▸ **EXTRACT TO READ**:
Brain science has been all the rage these days, and I have to admit that I too am a neuroscience fan. Scientists do caution us that the ever-growing field studying how brains work is still a young one, and there is much we don’t know. So it’s best not to oversell the insights gained from these studies. However, they can be helpful both in giving a context to things that we already observe happening and a new way of understanding behavior. One area in which brain science can be particularly helpful is as a guide for parents and therapists who are scratching their heads at children who’ve hit the teen years and have become challenging in new and sometimes unexpected ways.
In this post, I will summarize some findings from adolescent neuroscience research that have proven helpful in enhancing my own work with teens and their parents.
Adolescence is a Software Upgrade
I just downloaded the new iPhone software and, while I see so much potential in this new operating system, it requires a good deal of fumbling and working around glitches to become a skilled user. As most people well know, adolescence is the only time in the human developmental span to mirror infancy in the number of changes happening to the body. These shifts are matched by corresponding reorganization and optimization of the brain. In the teen years, young people are going through a software upgrade neurologically in which circuitry is being consolidated, networks are being reorganized, connections are being made stronger and more expedient, and unused pathways are wearing away (more on that later). This upgrade happens in stages and is a bottom-up and back-to-front process during which the reward centers of the brain are surging forward, while the executive center (the frontal cortex) is developing more slowly. This difference in timing means that teens can be exquisitely attracted to activities that yield easy pleasures and social connection while not necessarily fully considering the ramifications. It is not that they can’t think it through, but that doing so is a much slower, less streamlined process. They are fumbling along, like a user with a new phone, not yet skilled in the ways of maximizing its potential.
The Teen Years are a Time of High Influence
Because adolescence is a stage of great changes in the brain, it is also a time of great potential. The brain is what scientists refer to as “plastic” (i.e.., moldable, shapeable), particularly during the teen years, which means it is susceptible to all kinds of influence. The net result is that adolescents can learn more quickly, and experiences potentially have a strong impact. (Just think of how much the music you listened to in your teen years still sticks with you today.) It also, unfortunately, means that the teen years are ones in which people are particularly vulnerable, to both mental illness and the formation of unhelpful thought patterns and behaviors. This openness to experience can help to explain the uptick of emotional storms. These too can be related back to the issue of processing. For example, studies have found that adolescents tend to process their reactions to facial expressions and emotional stimuli more commonly with their amygdala (the emotional center) than their frontal lobes (the rational/impulse control center). This means that the act of more conscious reflection on situations of negative emotions often requires coaching and support, as does quieting the anxiety and anger that can manifest as a result of social situations. This is why teens need stable adult figures who already know who they themselves are, and who are consistent (with reasonable flexibility) in the face of their adolescent struggle for integration.

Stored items
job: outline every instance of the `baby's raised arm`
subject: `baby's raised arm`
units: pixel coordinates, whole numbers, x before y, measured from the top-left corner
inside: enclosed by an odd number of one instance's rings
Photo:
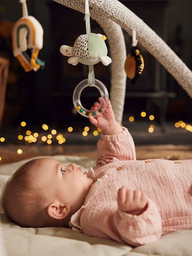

▸ **REQUIRED WORK**:
A. Write out the stretch of the post on adolescent brain science from "Brain science has" through "sometimes unexpected ways.", word for word.
B. Extend the post on adolescent brain science, picking up after its final sentence.

▸ **ANSWERS PER TASK**:
A.
Brain science has been all the rage these days, and I have to admit that I too am a neuroscience fan. Scientists do caution us that the ever-growing field studying how brains work is still a young one, and there is much we don’t know. So it’s best not to oversell the insights gained from these studies. However, they can be helpful both in giving a context to things that we already observe happening and a new way of understanding behavior. One area in which brain science can be particularly helpful is as a guide for parents and therapists who are scratching their heads at children who’ve hit the teen years and have become challenging in new and sometimes unexpected ways.

B.
Use It or Lose It
The best analogy I have found for explaining brain development comes from authors Sercombe & Paus (2009). They suggest we think of the brain like an unchartered region, say the Australian outback. The first people to arrive to this region forge their own paths, and subsequent travelers follow those paths but then diverge in a number of directions. Over time, the most heavily used paths are easier to travel and eventually are paved to become efficient roads; the lesser used paths grow over and their remnants fade with time. The child brain is that set of multiple pathways that are blazed with the countless pieces of information that children take in and the hundreds of things they learn. The adult brain can be thought of as what we have here in the U.S.: a fairly reliable highway system that get us there more directly and more efficiently. The adolescent brain is the transition between the two.
It is during this time that pruning occurs, a process in which unused synaptic connections (potentialities) die away, and circuitry that is most heavily used becomes stronger through myelination (an insulation of sorts that speeds processing in synapses). Because of pruning and myelination, adolescence becomes a time in which new experiences can maximize potential before the wiring for that potential changes. (This is why some skills are acquired more easily before teen brain development than after.) White and Swartzwelder (2013) encourage us to think of the teen brain as a “living lump of clay” waiting to be molded. Being primed for learning is often a strong impetus that drives teens toward exploring their world, by engaging in both healthy and risky activities.
As brain research continues, we will no doubt discover more to add to the conversation, or perhaps to even contradict the findings above. For more information on this topic, see the resources below.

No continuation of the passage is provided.